(Problem):
Would you print every entry below exactly as written, omitting the images?

[Stored items]
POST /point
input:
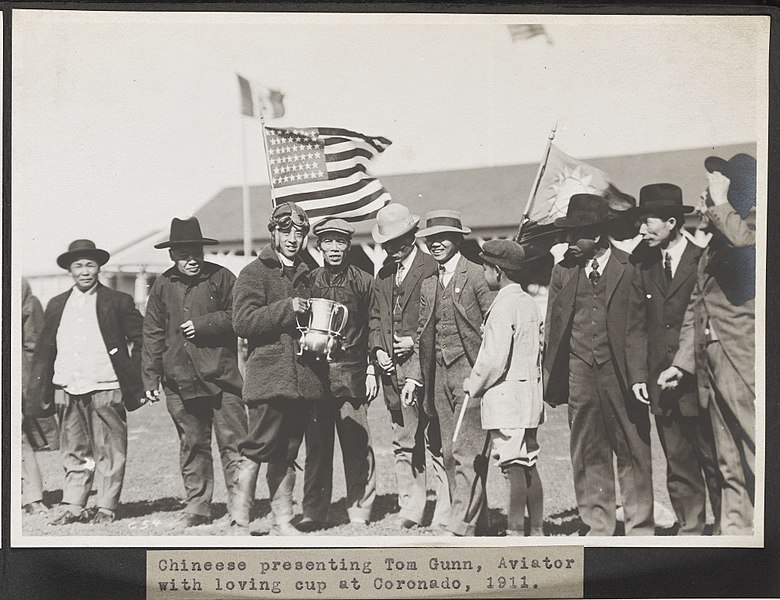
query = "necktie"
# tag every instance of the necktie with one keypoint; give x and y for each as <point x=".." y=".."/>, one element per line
<point x="594" y="273"/>
<point x="668" y="267"/>
<point x="399" y="274"/>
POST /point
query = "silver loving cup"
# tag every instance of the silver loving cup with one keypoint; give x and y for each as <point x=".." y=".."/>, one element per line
<point x="322" y="336"/>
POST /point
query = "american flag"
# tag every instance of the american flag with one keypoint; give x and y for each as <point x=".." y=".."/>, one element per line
<point x="324" y="171"/>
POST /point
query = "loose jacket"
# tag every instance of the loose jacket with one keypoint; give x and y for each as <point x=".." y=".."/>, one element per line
<point x="655" y="317"/>
<point x="121" y="325"/>
<point x="508" y="372"/>
<point x="472" y="299"/>
<point x="263" y="314"/>
<point x="206" y="364"/>
<point x="382" y="326"/>
<point x="560" y="314"/>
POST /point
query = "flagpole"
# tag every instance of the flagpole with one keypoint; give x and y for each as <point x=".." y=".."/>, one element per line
<point x="537" y="180"/>
<point x="245" y="204"/>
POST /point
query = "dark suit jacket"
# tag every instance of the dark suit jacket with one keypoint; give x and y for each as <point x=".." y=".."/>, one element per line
<point x="120" y="325"/>
<point x="655" y="317"/>
<point x="712" y="302"/>
<point x="472" y="299"/>
<point x="381" y="325"/>
<point x="560" y="313"/>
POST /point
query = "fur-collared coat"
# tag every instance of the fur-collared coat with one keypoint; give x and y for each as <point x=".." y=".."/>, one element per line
<point x="263" y="314"/>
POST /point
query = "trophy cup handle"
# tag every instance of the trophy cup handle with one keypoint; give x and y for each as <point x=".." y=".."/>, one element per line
<point x="345" y="312"/>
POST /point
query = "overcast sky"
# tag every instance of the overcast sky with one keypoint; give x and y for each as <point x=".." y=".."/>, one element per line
<point x="124" y="120"/>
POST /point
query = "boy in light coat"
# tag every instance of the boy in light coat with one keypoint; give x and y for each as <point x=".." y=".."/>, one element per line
<point x="507" y="377"/>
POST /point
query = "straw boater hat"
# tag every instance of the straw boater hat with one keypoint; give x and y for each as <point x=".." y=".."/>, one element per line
<point x="441" y="221"/>
<point x="393" y="221"/>
<point x="585" y="210"/>
<point x="82" y="249"/>
<point x="185" y="231"/>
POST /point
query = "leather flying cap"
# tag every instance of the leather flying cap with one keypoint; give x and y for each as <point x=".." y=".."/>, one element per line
<point x="505" y="254"/>
<point x="82" y="249"/>
<point x="441" y="221"/>
<point x="333" y="225"/>
<point x="287" y="215"/>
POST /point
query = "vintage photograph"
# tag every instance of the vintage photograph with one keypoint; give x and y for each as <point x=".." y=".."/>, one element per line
<point x="387" y="279"/>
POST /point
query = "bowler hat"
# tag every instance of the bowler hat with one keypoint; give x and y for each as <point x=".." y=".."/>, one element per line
<point x="585" y="210"/>
<point x="333" y="225"/>
<point x="393" y="221"/>
<point x="82" y="249"/>
<point x="506" y="254"/>
<point x="185" y="231"/>
<point x="661" y="199"/>
<point x="441" y="221"/>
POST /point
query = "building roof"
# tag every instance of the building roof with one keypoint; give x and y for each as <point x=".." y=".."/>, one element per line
<point x="491" y="199"/>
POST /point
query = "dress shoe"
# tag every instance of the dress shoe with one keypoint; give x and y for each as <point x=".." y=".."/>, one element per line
<point x="193" y="520"/>
<point x="67" y="517"/>
<point x="286" y="528"/>
<point x="35" y="508"/>
<point x="308" y="524"/>
<point x="103" y="517"/>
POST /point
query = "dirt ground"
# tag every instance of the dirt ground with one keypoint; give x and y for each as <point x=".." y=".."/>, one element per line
<point x="152" y="496"/>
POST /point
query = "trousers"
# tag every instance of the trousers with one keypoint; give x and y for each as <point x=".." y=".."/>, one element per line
<point x="93" y="445"/>
<point x="605" y="423"/>
<point x="194" y="419"/>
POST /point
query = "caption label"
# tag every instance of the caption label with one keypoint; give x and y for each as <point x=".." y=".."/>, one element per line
<point x="516" y="572"/>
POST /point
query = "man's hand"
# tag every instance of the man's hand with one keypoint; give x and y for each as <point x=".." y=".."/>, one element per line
<point x="372" y="388"/>
<point x="300" y="305"/>
<point x="409" y="392"/>
<point x="402" y="346"/>
<point x="719" y="187"/>
<point x="151" y="396"/>
<point x="384" y="361"/>
<point x="669" y="378"/>
<point x="188" y="329"/>
<point x="640" y="392"/>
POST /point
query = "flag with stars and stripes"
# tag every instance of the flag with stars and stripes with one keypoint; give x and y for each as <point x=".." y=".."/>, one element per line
<point x="325" y="171"/>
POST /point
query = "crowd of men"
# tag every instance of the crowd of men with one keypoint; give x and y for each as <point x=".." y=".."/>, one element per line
<point x="460" y="351"/>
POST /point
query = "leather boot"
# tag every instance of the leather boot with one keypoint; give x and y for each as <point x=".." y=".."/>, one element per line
<point x="243" y="492"/>
<point x="281" y="481"/>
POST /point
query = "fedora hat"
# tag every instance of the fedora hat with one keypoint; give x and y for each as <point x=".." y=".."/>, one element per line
<point x="585" y="210"/>
<point x="82" y="249"/>
<point x="441" y="221"/>
<point x="661" y="199"/>
<point x="393" y="221"/>
<point x="185" y="231"/>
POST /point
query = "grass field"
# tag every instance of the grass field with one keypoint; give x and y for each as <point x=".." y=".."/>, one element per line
<point x="153" y="490"/>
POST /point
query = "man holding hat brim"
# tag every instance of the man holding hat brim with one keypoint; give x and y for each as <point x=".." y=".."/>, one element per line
<point x="353" y="385"/>
<point x="585" y="366"/>
<point x="392" y="332"/>
<point x="664" y="278"/>
<point x="507" y="377"/>
<point x="717" y="338"/>
<point x="453" y="304"/>
<point x="191" y="349"/>
<point x="280" y="387"/>
<point x="82" y="349"/>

(Output for this exercise):
POST /point
input:
query = "necktie"
# tag every instance of the necktie with one keypoint; give x and y for each as <point x=".." y=".."/>, one element per line
<point x="594" y="273"/>
<point x="668" y="267"/>
<point x="399" y="274"/>
POST /point
query = "silver loving cup"
# tag every instance of the silver loving cup with one keypoint; give x and y for each as <point x=".." y=".."/>, one element per line
<point x="322" y="336"/>
POST /point
query = "american flag"
# tag every instance of the american flag with one keypoint; give x and y for each as <point x=".." y=".."/>, one element per line
<point x="324" y="171"/>
POST /point
query = "loose jacket"
# tag every instance of the loose jacket with one keypoint; give x and y for each as <point x=".." y=".."/>, one element per line
<point x="655" y="317"/>
<point x="121" y="325"/>
<point x="508" y="372"/>
<point x="472" y="299"/>
<point x="263" y="314"/>
<point x="206" y="364"/>
<point x="382" y="326"/>
<point x="560" y="314"/>
POST /point
query = "flagpole"
# tag every instance of the flagpole with one keypoint; give x and y for each as <point x=".." y=".."/>, one element per line
<point x="537" y="180"/>
<point x="245" y="204"/>
POST /point
query = "dark suit jacket"
# tag every instance of the dark suit jacket with one keypoint; give x and y for each as <point x=".." y=".."/>, one element per line
<point x="120" y="325"/>
<point x="655" y="317"/>
<point x="712" y="302"/>
<point x="472" y="299"/>
<point x="381" y="325"/>
<point x="560" y="313"/>
POST /point
query = "fur-collared coat"
# tag every instance of the fur-collared coat with one keypoint; give x and y for each as <point x=".." y=".."/>, one element per line
<point x="263" y="314"/>
POST /point
query = "trophy cup handle"
# tag every instance of the trophy cup handle with one keypoint; give x and y for each as <point x=".." y=".."/>, one element per line
<point x="345" y="312"/>
POST /point
query = "overcast sky"
# tag every instance of the overcast sky with one keypoint; give x and y for each as <point x=".." y=".."/>, one element per line
<point x="124" y="120"/>
POST /point
query = "boy in light coat"
# tag every instance of the boy in light coat with one keypoint; give x and y for each as <point x=".." y=".."/>, one element per line
<point x="507" y="377"/>
POST /point
query = "straw boater hat"
# tag every instance of the straw boater hat with one keypoint; give x and y for each as <point x=".." y=".."/>, one element per line
<point x="441" y="221"/>
<point x="393" y="221"/>
<point x="585" y="210"/>
<point x="82" y="249"/>
<point x="185" y="231"/>
POST /point
query = "leather flying cap"
# tag every instance of the leather flying cap with one keypoint; give x and y for each as <point x=".." y=".."/>, one element per line
<point x="505" y="254"/>
<point x="82" y="249"/>
<point x="441" y="221"/>
<point x="333" y="225"/>
<point x="287" y="215"/>
POST /point
query = "vintage photograph"
# tag every instance of the vintage photograph with one keypoint; give x and y for each as <point x=".." y=".."/>, one element per line
<point x="387" y="279"/>
POST /point
query = "bowler hat"
# tag every instance of the bowler hat with one keypoint; give x and y for each as <point x=".." y=".."/>, one element per line
<point x="585" y="210"/>
<point x="333" y="225"/>
<point x="393" y="221"/>
<point x="82" y="249"/>
<point x="506" y="254"/>
<point x="185" y="231"/>
<point x="661" y="199"/>
<point x="441" y="221"/>
POST /point
query = "building roof"
# tag every instance of the building roof with one keypoint; give x and y for each as <point x=".." y=".."/>, one element per line
<point x="491" y="199"/>
POST /point
query = "dress shoe"
# tag every instance of the dress shoe with one keypoint; give x and y for each as <point x=".." y=".."/>, one element per line
<point x="193" y="520"/>
<point x="67" y="517"/>
<point x="286" y="528"/>
<point x="35" y="508"/>
<point x="308" y="524"/>
<point x="103" y="517"/>
POST /point
query = "dirt ground"
# tag every instance of the dirt ground with one keypoint; give x and y for each as <point x=".." y=".."/>, one element per line
<point x="152" y="496"/>
POST /point
query = "trousers"
# tag every instance of the trousers with one keypoint; give x and y for each as <point x=".." y=".."/>, one element per line
<point x="93" y="445"/>
<point x="605" y="423"/>
<point x="194" y="419"/>
POST /point
query = "caption label"
# tag every instance of the caption label with one keypoint; give x and y for each as <point x=".." y=".."/>, one element per line
<point x="516" y="572"/>
POST /point
query = "man's hand"
# tag every instance of the man's hand with one keypoint; give x and y for each as <point x=".." y=".."/>, one element per line
<point x="372" y="388"/>
<point x="300" y="305"/>
<point x="409" y="392"/>
<point x="402" y="346"/>
<point x="719" y="187"/>
<point x="151" y="396"/>
<point x="384" y="361"/>
<point x="669" y="378"/>
<point x="188" y="329"/>
<point x="640" y="392"/>
POST /point
query = "flag with stars and stripes"
# tag every instance of the flag with stars and stripes with one keypoint; give x and y for each as <point x=".." y=".."/>, one element per line
<point x="325" y="171"/>
POST /point
query = "crowd of men"
# tag every instance of the crowd of men with one keypoint; give x and y for each as <point x=".." y=".."/>, one element per line
<point x="460" y="351"/>
POST /point
query = "leather boot"
# tag every instance of the leather boot with one keypoint; give x and y for each as <point x=".." y=".."/>, one element per line
<point x="243" y="492"/>
<point x="281" y="481"/>
POST /point
query = "fedora hat"
# tag every instance of the fedora hat with one keypoint; give x and y for each as <point x=".." y=".."/>, one element per line
<point x="585" y="210"/>
<point x="82" y="249"/>
<point x="441" y="221"/>
<point x="661" y="199"/>
<point x="393" y="221"/>
<point x="185" y="231"/>
POST /point
query = "grass field"
# tag every instance of the grass field with one keypoint; give x and y for each as <point x=".." y=".."/>, one element per line
<point x="153" y="490"/>
POST /point
query = "man holding hat brim"
# tag every instance of the man holding hat brim with one keypoint; give x and y for each as <point x=".." y=".."/>, one element per line
<point x="353" y="385"/>
<point x="585" y="366"/>
<point x="392" y="332"/>
<point x="664" y="278"/>
<point x="507" y="377"/>
<point x="717" y="338"/>
<point x="453" y="304"/>
<point x="191" y="349"/>
<point x="280" y="387"/>
<point x="82" y="349"/>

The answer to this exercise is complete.